# START OF MATERIAL PROVIDED

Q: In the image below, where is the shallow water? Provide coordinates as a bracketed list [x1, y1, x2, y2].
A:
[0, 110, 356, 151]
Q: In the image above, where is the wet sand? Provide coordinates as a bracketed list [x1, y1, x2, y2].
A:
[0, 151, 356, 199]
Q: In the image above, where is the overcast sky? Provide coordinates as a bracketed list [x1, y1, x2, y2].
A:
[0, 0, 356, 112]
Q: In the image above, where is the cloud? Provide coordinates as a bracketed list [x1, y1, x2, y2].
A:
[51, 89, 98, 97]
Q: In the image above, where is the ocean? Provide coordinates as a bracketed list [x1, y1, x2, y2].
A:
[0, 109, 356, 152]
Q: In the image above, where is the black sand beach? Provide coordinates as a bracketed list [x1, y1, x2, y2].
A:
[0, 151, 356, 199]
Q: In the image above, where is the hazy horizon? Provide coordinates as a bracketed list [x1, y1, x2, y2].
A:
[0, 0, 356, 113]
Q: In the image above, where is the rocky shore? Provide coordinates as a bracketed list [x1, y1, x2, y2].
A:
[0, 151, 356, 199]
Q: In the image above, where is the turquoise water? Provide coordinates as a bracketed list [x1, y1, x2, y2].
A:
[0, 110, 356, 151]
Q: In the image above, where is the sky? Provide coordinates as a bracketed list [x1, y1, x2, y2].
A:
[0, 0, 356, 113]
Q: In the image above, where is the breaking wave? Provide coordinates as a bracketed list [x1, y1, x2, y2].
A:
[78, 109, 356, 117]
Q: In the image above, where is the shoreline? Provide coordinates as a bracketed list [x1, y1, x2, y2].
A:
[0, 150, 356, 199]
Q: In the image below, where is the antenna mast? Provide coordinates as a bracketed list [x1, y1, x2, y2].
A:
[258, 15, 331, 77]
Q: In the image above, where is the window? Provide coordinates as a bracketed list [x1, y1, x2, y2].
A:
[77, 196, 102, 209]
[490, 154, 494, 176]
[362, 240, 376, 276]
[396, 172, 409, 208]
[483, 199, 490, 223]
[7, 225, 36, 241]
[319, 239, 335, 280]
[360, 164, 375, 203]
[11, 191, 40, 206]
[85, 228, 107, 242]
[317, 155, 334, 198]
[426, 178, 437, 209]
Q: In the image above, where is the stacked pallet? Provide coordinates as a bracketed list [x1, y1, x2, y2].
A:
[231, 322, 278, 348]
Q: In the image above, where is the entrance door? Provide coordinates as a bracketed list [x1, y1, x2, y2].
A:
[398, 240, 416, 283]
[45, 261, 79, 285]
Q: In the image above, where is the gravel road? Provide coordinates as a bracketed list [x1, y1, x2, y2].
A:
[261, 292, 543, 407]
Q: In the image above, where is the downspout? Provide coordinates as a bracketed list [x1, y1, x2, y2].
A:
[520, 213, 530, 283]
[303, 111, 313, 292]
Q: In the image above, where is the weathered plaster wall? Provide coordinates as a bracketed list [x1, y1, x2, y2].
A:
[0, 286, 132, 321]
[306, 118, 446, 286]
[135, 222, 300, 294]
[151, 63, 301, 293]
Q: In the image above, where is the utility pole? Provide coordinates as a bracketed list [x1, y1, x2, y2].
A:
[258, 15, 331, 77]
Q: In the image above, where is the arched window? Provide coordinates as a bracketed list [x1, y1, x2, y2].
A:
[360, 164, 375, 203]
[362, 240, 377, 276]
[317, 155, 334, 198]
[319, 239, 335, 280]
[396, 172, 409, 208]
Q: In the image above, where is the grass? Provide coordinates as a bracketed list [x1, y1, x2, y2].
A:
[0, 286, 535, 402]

# END OF MATERIAL PROVIDED

STATED EXERCISE -
Reproduce every line from the start of the data up to and including the line containing "[0, 0, 356, 112]", leaving all else unchanged but offsetting each bounding-box coordinate by adding 139 to it.

RESPONSE BELOW -
Q: In the image below, where is the shallow water? Provide coordinates as a bracketed list [x1, y1, x2, y2].
A:
[139, 249, 495, 290]
Q: In the image above, where is the wet sand? Provide coordinates as a bracketed list [x1, y1, x2, y2].
A:
[139, 290, 495, 338]
Q: In the image above, where is the overcast sky? Provide coordinates as a bracketed list [x1, y1, x2, y2].
A:
[139, 139, 495, 251]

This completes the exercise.